[Dataset records]
-- begin --
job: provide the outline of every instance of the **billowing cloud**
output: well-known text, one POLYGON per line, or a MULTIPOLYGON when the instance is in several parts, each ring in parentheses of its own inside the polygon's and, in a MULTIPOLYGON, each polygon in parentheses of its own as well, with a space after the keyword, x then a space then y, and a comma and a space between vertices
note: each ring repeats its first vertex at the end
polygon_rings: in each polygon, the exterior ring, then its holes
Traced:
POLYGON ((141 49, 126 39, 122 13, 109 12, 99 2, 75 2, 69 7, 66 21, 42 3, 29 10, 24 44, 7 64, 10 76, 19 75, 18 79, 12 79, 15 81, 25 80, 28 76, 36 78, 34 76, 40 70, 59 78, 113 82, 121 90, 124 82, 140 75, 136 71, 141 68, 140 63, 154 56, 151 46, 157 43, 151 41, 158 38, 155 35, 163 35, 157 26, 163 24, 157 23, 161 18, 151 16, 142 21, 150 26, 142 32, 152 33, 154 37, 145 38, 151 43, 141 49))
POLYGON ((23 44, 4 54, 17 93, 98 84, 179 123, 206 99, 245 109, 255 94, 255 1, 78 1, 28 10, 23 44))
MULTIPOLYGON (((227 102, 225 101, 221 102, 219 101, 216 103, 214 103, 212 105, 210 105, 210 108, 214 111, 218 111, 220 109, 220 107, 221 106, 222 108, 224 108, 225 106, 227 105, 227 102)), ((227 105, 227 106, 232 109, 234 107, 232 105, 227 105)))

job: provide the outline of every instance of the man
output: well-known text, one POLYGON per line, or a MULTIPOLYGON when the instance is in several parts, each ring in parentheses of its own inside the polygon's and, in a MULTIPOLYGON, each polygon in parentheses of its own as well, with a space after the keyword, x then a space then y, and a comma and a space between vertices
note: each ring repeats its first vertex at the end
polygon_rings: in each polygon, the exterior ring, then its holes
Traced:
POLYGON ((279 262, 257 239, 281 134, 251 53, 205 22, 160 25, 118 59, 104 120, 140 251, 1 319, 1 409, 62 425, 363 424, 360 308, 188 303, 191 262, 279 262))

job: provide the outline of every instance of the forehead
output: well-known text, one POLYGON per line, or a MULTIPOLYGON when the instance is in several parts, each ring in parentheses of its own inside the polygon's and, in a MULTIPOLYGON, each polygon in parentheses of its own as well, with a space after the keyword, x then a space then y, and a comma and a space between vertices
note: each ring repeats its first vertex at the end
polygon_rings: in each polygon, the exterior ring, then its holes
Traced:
-- end --
→ Written instruction
Express the lines of the records as a numbered list, leaving out blank lines, starting at the line containing "job: provide the outline of every instance of the forehead" and ending at the end of the records.

→ Output for this task
1. job: provide the outline of every instance of the forehead
2. output: well-known text, one POLYGON per line, or a MULTIPOLYGON when the instance is in several parts, each ring in parentheses of its own inside the polygon's and, in a MULTIPOLYGON, each polygon in parentheses of its own as well, with a space after the keyword, x then a space then y, and a comma and a space between vertices
3. note: each ring repeats its first vertex at the end
4. polygon_rings: in each polygon, the exterior ring, then its holes
5. Traced:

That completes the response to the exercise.